(Exercise material)

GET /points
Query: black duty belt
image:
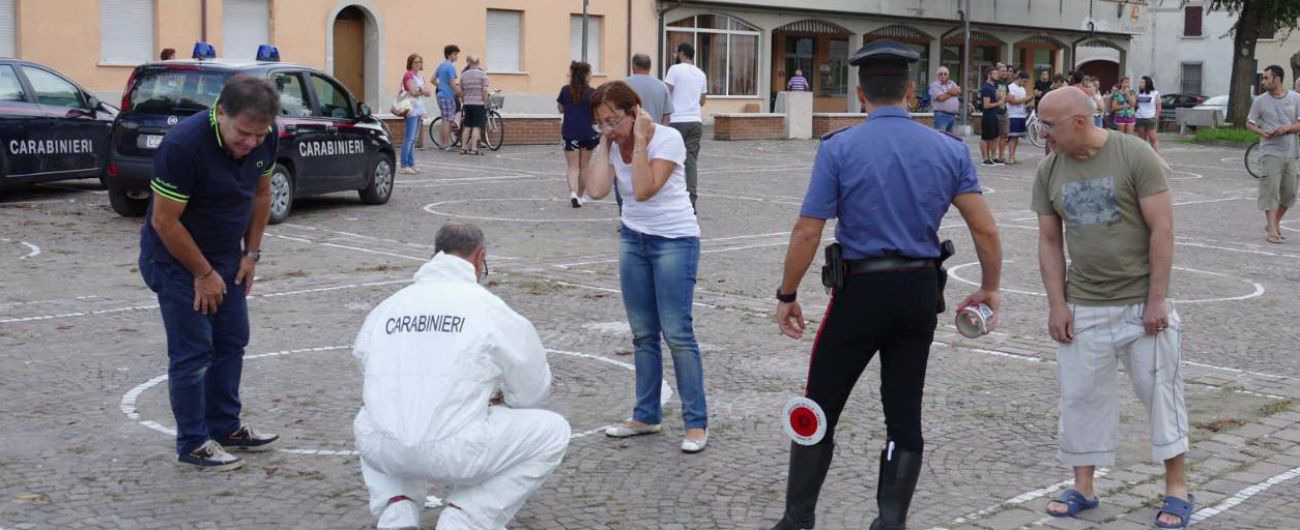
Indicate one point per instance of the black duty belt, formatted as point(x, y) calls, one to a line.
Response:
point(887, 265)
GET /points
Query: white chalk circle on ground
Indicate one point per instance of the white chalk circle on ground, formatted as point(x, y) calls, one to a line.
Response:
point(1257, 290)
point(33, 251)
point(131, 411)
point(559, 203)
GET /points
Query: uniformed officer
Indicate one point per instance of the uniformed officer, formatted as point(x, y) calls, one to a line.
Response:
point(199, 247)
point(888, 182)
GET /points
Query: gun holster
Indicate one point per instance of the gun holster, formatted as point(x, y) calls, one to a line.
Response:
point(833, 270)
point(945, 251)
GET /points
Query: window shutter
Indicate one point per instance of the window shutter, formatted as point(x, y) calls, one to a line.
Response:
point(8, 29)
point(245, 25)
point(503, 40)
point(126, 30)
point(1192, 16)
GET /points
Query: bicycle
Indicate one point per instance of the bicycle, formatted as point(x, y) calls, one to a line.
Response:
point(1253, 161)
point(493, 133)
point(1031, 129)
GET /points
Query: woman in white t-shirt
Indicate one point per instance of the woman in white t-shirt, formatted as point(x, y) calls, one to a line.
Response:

(End Exercise material)

▸ Exercise brief: From the listing, tally every line with the word "circle" in it and give only the tally.

▸ Result below: 2